Text to read:

****************

In July I went on a life-changing trip to Israel. This was my fourth trip to Israel, but I have not been there for 17 years. I have written in the past about other aspects and experiences of this trip. But I have not focussed on Israelis themselves, Israeli society, and Israel’s place in the world, so I want to share some of my observations on those topics, based on what I learned and did. The first part was about Israel’s place in the world in the battle against terror and jihad. This part is about Israeli people and society, their diversity and identity.
The people and society
Every Israeli I met was friendly, welcoming and open. Shopkeepers, taxi drivers, students, diplomats, business people etc – they were all happy to talk and answer any questions honestly, to tell you how they or their forbears ended up in Israel, who they voted for in the last elections and what their current political view is. I lost count of how many people thanked us for coming to Israel. There is clearly an understanding that Israel’s fight for its survival and place in the world is not only, or even primarily, a military one. It is a battle for legitimacy, for ideas, for hearts and minds.
It felt like Israel has matured and come of age. Interestingly, perhaps as a part of that maturing, it is now a society that embraces wine, has fantastic world-class food and that seems to have a lot of home-grown music, more than I remember in the past.
Economically, socially, technologically, militarily, culturally, the fundamentals of the country are very good. I believe Israelis and Israel are more confident, more secure in their place in the world, and less closed off. The “fortress Israel” mind-set is less evident. Perhaps this is paradoxical, given the ongoing and increasingly fierce campaign to delegitimise and isolate it, or perhaps it is partly as a result of increasing globalisation with the start-up culture. I don’t know, but it was heartening.

****************

What is required:
According to the text about the trip to Israel, how many years had passed since the writer's previous visit? The lines that come next are from a separate source.

Data:
****************

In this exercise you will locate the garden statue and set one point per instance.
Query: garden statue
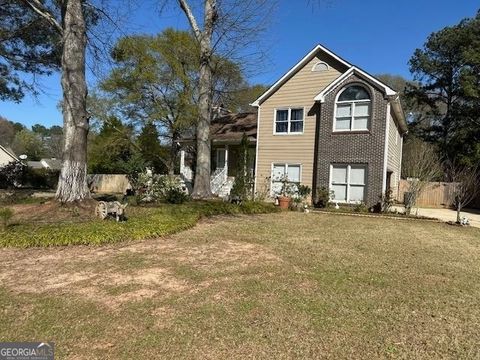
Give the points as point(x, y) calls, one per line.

****************

Result for this exercise:
17 years.